Gather every line in the records below that contains the string "eucalyptus", and copy each such line in full. The match is case-sensitive.

··· Material for this exercise ···

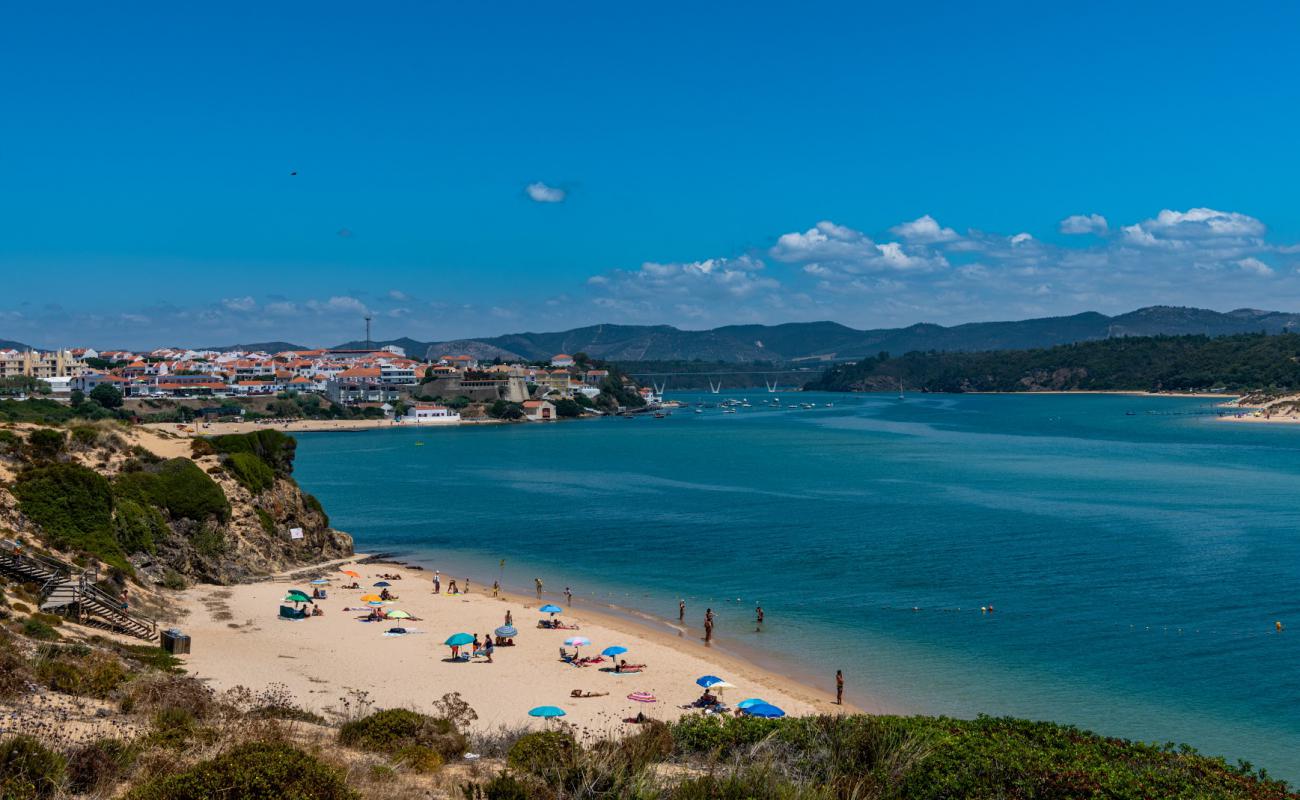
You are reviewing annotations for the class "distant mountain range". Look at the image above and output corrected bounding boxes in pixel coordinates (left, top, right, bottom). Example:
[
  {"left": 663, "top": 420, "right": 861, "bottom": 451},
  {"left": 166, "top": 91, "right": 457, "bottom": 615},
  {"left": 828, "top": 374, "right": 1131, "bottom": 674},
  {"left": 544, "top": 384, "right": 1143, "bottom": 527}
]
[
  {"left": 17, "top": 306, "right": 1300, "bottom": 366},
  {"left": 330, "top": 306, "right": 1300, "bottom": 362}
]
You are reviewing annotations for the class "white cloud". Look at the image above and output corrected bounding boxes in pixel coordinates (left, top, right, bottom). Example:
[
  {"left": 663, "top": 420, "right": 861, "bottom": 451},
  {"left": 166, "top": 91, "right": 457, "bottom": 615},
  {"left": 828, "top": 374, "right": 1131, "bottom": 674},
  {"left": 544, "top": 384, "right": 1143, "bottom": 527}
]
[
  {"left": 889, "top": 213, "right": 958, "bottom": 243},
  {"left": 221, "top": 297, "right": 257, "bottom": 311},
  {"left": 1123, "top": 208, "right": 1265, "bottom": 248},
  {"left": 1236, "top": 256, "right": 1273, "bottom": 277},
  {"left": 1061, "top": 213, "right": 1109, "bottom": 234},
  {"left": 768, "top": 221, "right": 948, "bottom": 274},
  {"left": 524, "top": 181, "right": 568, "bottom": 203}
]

···
··· Material for this exercise ···

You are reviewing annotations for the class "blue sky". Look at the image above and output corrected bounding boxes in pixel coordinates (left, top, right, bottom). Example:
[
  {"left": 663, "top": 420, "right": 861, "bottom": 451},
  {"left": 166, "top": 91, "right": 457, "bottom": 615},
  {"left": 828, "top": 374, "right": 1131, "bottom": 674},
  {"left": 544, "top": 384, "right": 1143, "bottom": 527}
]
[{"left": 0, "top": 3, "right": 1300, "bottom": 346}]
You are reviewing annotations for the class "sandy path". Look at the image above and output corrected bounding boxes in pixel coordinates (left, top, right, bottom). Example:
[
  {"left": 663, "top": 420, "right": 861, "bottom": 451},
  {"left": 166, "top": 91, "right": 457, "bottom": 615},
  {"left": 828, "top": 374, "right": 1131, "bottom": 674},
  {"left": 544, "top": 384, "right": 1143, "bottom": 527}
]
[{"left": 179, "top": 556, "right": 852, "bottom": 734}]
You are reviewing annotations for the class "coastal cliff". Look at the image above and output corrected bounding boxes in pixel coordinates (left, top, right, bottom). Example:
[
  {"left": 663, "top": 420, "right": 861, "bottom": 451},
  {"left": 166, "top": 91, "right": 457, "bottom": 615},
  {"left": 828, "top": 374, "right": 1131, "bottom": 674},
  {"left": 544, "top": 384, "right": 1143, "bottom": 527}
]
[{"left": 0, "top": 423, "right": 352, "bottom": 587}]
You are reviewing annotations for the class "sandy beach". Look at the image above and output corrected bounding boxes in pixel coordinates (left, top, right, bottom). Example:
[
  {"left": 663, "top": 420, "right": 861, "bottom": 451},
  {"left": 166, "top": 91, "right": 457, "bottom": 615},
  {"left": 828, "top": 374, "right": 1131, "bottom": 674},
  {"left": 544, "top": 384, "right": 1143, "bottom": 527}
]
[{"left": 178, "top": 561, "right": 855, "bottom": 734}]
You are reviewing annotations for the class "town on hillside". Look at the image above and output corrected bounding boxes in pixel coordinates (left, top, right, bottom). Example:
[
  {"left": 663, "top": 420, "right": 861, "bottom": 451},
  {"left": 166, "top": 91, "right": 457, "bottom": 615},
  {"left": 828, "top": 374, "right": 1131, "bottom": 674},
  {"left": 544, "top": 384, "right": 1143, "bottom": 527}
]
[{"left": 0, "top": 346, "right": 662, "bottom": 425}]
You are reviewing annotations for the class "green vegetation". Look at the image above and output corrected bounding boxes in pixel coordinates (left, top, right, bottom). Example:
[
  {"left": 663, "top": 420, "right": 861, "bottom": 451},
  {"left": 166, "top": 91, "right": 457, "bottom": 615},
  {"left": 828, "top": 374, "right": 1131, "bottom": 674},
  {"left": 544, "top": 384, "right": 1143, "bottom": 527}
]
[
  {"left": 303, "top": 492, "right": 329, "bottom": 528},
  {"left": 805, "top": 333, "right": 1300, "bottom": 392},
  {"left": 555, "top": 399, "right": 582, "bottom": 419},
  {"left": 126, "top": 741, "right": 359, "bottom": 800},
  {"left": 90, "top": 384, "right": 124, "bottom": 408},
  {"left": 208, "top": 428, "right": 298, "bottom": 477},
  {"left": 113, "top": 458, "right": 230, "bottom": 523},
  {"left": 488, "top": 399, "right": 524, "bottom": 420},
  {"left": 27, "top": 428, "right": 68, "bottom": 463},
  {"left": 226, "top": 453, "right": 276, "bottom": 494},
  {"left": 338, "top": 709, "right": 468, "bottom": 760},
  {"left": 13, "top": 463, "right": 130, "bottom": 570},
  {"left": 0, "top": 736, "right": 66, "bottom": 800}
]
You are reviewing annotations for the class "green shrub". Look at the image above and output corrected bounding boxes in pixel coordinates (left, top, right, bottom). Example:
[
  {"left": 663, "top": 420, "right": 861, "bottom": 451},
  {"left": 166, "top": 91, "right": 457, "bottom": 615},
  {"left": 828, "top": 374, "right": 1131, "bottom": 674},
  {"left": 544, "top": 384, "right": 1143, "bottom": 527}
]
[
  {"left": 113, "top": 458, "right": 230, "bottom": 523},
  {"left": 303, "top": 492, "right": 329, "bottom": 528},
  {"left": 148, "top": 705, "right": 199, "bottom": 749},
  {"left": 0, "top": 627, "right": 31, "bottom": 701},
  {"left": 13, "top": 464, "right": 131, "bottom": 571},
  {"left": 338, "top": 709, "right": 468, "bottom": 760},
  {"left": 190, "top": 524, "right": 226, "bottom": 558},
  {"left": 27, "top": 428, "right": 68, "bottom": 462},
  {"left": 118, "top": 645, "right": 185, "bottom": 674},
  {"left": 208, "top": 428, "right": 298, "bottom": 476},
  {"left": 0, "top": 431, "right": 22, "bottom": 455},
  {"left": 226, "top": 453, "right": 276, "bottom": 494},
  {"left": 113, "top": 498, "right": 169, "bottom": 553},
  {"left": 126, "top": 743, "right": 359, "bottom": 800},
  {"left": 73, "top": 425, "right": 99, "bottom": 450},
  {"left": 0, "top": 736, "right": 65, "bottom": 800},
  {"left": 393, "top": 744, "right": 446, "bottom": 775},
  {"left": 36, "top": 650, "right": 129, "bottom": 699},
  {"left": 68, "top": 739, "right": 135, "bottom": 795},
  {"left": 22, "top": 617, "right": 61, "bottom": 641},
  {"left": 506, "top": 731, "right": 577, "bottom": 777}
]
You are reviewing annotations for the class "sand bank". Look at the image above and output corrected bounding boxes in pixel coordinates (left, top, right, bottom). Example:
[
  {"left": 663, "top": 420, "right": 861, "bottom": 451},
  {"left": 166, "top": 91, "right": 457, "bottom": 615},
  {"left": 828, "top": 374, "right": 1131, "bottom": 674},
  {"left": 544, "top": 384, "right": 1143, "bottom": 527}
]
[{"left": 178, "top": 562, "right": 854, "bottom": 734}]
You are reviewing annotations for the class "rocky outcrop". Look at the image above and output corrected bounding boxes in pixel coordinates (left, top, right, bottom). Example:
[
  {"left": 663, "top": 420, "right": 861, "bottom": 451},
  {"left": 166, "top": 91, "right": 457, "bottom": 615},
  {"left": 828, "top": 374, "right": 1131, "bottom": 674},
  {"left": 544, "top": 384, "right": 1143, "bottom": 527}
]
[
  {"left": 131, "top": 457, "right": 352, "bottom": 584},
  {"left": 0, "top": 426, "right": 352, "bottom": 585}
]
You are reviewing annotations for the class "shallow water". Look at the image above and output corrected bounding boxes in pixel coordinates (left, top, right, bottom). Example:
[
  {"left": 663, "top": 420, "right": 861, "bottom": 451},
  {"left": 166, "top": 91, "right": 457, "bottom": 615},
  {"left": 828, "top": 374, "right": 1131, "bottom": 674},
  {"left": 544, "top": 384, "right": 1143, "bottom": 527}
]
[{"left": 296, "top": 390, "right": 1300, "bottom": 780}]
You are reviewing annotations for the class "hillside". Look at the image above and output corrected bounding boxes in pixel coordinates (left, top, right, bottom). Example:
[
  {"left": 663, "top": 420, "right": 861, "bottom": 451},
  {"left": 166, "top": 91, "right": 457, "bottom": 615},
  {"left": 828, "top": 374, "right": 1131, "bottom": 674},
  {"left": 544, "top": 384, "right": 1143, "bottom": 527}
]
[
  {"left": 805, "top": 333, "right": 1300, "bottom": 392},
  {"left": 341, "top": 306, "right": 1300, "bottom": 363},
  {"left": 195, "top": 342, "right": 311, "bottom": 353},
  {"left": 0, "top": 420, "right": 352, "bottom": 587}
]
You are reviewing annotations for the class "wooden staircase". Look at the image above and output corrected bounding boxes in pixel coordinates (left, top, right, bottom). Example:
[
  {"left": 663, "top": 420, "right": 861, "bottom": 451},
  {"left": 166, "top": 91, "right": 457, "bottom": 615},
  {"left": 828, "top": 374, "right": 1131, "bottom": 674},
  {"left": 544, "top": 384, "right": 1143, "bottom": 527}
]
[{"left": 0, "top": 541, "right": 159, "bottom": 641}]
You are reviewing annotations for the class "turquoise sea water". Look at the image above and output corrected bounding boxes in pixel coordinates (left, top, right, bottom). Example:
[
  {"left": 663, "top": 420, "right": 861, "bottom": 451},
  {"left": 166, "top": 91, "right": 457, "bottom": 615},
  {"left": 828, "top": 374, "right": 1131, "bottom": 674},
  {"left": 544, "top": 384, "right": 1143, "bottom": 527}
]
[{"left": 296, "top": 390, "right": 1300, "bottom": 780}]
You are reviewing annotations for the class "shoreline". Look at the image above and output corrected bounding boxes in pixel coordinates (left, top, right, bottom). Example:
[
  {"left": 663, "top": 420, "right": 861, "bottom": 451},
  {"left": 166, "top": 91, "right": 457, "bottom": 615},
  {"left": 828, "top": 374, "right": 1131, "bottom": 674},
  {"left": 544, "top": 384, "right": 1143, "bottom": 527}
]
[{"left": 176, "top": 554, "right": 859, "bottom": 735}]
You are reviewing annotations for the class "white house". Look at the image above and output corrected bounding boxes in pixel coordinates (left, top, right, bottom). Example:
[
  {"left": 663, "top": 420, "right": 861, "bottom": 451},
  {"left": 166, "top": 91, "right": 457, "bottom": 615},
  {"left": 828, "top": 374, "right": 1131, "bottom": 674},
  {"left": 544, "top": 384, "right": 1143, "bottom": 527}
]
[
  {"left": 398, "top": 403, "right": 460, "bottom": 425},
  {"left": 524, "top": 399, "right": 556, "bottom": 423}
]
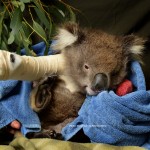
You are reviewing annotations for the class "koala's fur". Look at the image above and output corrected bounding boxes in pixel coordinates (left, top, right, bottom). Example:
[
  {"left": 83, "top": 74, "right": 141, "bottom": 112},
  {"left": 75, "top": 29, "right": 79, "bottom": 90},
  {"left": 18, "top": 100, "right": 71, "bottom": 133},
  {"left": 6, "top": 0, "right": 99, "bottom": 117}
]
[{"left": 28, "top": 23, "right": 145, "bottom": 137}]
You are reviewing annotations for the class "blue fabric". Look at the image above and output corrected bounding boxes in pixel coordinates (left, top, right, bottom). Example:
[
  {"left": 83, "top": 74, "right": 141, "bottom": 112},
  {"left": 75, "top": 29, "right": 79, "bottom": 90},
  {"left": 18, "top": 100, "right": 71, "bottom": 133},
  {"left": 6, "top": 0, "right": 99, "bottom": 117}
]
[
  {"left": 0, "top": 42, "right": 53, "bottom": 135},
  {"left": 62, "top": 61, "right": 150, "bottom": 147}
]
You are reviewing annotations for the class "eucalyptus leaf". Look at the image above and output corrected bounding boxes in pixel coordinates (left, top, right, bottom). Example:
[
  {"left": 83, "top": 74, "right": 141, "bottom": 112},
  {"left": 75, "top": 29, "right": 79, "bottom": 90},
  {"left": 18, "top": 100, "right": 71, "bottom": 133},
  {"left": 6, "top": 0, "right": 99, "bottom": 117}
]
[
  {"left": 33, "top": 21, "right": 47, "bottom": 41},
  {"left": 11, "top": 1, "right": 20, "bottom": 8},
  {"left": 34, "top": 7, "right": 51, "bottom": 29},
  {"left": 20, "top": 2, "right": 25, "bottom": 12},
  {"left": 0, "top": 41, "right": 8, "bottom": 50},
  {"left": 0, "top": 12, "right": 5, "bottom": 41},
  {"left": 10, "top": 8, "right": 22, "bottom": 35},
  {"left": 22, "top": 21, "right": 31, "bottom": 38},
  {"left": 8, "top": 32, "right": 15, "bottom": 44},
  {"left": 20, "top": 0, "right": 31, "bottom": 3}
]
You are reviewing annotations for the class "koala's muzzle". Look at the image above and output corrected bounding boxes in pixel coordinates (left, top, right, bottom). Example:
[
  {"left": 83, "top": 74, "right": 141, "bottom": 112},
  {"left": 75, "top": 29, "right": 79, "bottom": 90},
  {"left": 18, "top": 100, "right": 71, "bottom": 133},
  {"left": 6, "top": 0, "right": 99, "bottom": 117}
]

···

> Reply
You are reviewing annotations for the class "eucalyptus leaf". Look at the image above and output corrected bounding boxes in pixel coordinates (left, top, right, bottom). Example:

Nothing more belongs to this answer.